EXERCISE DESCRIPTION
Would you copy the records below, exactly and only from their first line through the line containing "regionseg --target=small stone", without any pictures?

Dataset entries
>>>>
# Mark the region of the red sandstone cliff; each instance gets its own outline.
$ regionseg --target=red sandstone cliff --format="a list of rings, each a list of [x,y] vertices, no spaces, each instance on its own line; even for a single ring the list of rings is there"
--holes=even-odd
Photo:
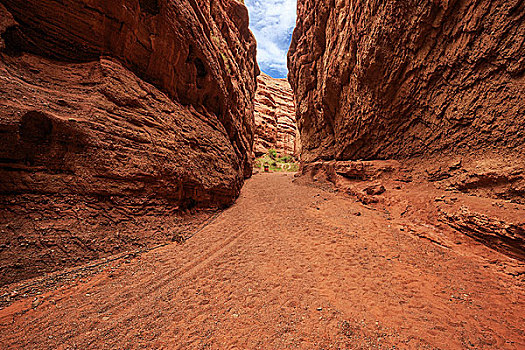
[[[299,0],[303,159],[523,153],[524,17],[521,0]]]
[[[258,74],[242,3],[2,4],[2,284],[169,239],[178,211],[235,200]]]
[[[525,2],[299,0],[288,66],[304,175],[525,259]]]
[[[290,84],[261,74],[255,94],[255,155],[262,156],[270,148],[280,155],[298,155],[299,144]]]

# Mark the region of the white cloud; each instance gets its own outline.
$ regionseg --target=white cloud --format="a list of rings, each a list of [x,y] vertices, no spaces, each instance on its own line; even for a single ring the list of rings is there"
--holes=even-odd
[[[257,39],[257,61],[273,77],[288,73],[286,53],[290,46],[297,12],[297,0],[246,0],[250,28]]]

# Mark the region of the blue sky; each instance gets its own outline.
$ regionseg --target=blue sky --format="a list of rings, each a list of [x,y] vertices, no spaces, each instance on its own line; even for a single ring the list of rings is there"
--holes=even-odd
[[[297,0],[246,0],[245,4],[250,13],[250,29],[257,39],[259,67],[274,78],[285,78]]]

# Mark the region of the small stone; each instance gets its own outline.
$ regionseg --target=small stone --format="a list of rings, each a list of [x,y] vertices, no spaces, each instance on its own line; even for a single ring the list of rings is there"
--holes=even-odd
[[[365,188],[365,192],[369,196],[378,196],[380,194],[385,193],[385,191],[386,191],[386,188],[382,184],[373,184]]]
[[[322,307],[318,307],[317,311],[323,311],[323,308]]]

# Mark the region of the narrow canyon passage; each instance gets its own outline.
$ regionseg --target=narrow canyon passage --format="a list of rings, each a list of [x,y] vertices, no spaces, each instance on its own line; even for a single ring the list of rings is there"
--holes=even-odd
[[[523,348],[517,279],[293,180],[257,174],[184,244],[1,310],[0,347]]]
[[[525,349],[525,1],[1,0],[0,350]]]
<<<<
OUTPUT FOR THIS EXERCISE
# Mark the region of the red sandstone cliff; each instance gets its own outline.
$ regionseg --target=red sandstone cliff --format="a list of rings, each a list of [x,y] vertices, no spaces, each instance on its own line; even for a single ring the list of rings is there"
--holes=even-odd
Photo:
[[[299,0],[303,159],[523,153],[524,17],[521,0]]]
[[[258,74],[242,3],[2,4],[2,284],[169,239],[178,211],[235,200]]]
[[[525,2],[299,0],[288,66],[304,175],[525,259]]]
[[[290,84],[261,74],[255,94],[255,155],[262,156],[270,148],[280,155],[298,155],[299,144]]]

# Mark the region of the white cloud; each instance gets its own outline.
$ regionseg --target=white cloud --format="a list of rings, each a list of [x,y] vertices, no spaces, each instance on its own line; even for a single ring the list of rings is there"
--holes=even-odd
[[[257,39],[257,61],[273,77],[288,73],[286,53],[290,46],[297,12],[297,0],[246,0],[250,28]]]

# Mark the region of the blue sky; each instance gets its own outline.
$ regionseg --target=blue sky --format="a list of rings, each a list of [x,y] vertices, no spaces, each instance on its own line; even for a single ring the list of rings is there"
--holes=even-odd
[[[297,0],[246,0],[245,4],[250,13],[250,29],[257,39],[259,67],[274,78],[285,78]]]

# Mark the region of the small stone; each instance gets its own outline.
$ regionseg --target=small stone --format="a list of rings, each a list of [x,y] vertices, no spaces, each instance on its own line; even for a single ring the list of rings is there"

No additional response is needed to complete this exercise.